## Goal of the exercise
Copy every one of the entries below verbatim, line by line and in the same order.

## Dataset entries
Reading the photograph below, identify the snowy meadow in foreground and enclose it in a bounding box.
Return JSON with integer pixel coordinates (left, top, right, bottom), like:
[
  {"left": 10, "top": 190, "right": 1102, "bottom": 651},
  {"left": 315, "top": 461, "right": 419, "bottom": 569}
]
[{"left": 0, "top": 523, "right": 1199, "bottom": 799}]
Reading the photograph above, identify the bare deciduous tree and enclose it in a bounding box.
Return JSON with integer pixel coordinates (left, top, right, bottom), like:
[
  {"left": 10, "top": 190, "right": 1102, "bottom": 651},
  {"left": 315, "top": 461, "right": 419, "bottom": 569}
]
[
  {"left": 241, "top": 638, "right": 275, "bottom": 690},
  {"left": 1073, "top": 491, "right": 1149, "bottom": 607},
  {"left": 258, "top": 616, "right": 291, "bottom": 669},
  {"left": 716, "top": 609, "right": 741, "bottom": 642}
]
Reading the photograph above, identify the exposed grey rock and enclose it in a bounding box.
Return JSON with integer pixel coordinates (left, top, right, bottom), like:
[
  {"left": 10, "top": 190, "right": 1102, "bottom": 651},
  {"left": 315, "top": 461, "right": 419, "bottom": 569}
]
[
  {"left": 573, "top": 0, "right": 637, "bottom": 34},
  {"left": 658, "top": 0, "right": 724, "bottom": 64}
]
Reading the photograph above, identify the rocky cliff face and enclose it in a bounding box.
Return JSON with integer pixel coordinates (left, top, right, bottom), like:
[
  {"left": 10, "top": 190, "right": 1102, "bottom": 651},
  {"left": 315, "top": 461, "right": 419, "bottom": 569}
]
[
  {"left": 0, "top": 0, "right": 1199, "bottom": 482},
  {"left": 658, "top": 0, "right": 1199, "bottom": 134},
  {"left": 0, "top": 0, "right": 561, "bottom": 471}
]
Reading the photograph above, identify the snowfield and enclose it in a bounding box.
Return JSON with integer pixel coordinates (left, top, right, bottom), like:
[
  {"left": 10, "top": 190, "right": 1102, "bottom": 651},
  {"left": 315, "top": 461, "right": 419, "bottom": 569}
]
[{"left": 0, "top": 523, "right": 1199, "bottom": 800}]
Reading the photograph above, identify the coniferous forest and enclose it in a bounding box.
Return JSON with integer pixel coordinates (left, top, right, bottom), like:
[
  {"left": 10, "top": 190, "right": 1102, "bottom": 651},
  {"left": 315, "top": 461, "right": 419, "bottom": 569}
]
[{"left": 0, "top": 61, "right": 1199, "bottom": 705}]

## Exercise result
Reading the photograph below, identify the snowy meadow in foreground and enclose it in a bounding box.
Return JSON with integer pixel coordinates (left, top, right, bottom), like:
[
  {"left": 10, "top": 190, "right": 1102, "bottom": 651},
  {"left": 315, "top": 461, "right": 419, "bottom": 569}
]
[{"left": 0, "top": 523, "right": 1199, "bottom": 799}]
Reading the photograph above, identify the bare deciduous tree and enclose it in a bounding box.
Return JSON with integer pixel coordinates (left, top, right, bottom), like:
[
  {"left": 10, "top": 190, "right": 1102, "bottom": 651},
  {"left": 315, "top": 461, "right": 419, "bottom": 569}
]
[
  {"left": 241, "top": 638, "right": 275, "bottom": 690},
  {"left": 1073, "top": 491, "right": 1149, "bottom": 607},
  {"left": 258, "top": 616, "right": 291, "bottom": 669},
  {"left": 716, "top": 609, "right": 741, "bottom": 642}
]
Reading the photograph above, identify the exposed grey rock and enclose it in a bounding box.
Return JSON with integer pixel coordinates (left, top, right, bottom), like:
[
  {"left": 10, "top": 190, "right": 1102, "bottom": 651},
  {"left": 315, "top": 461, "right": 419, "bottom": 569}
]
[
  {"left": 573, "top": 0, "right": 637, "bottom": 34},
  {"left": 658, "top": 0, "right": 724, "bottom": 64}
]
Reading the photograph above, identify the rocky cliff face and enclose it in a bounding box.
Return JSON with integer pixel coordinates (left, top, right, bottom), like:
[
  {"left": 10, "top": 190, "right": 1102, "bottom": 651},
  {"left": 315, "top": 461, "right": 419, "bottom": 569}
]
[
  {"left": 0, "top": 0, "right": 1199, "bottom": 482},
  {"left": 658, "top": 0, "right": 1199, "bottom": 134},
  {"left": 0, "top": 0, "right": 561, "bottom": 471}
]
Reading the photograph above, identify the snowfield and enclose it in a bounding box.
Return JSON with integer pixel coordinates (left, top, right, bottom), like:
[
  {"left": 10, "top": 190, "right": 1102, "bottom": 651},
  {"left": 315, "top": 461, "right": 419, "bottom": 569}
]
[{"left": 0, "top": 523, "right": 1199, "bottom": 800}]
Reading the photograph above, identify the coniferous forest and enclose it in a bounding box.
Return JSON with integer pixel coordinates (left, top, right, bottom), like:
[
  {"left": 10, "top": 190, "right": 1102, "bottom": 651},
  {"left": 315, "top": 461, "right": 419, "bottom": 569}
]
[{"left": 0, "top": 61, "right": 1199, "bottom": 705}]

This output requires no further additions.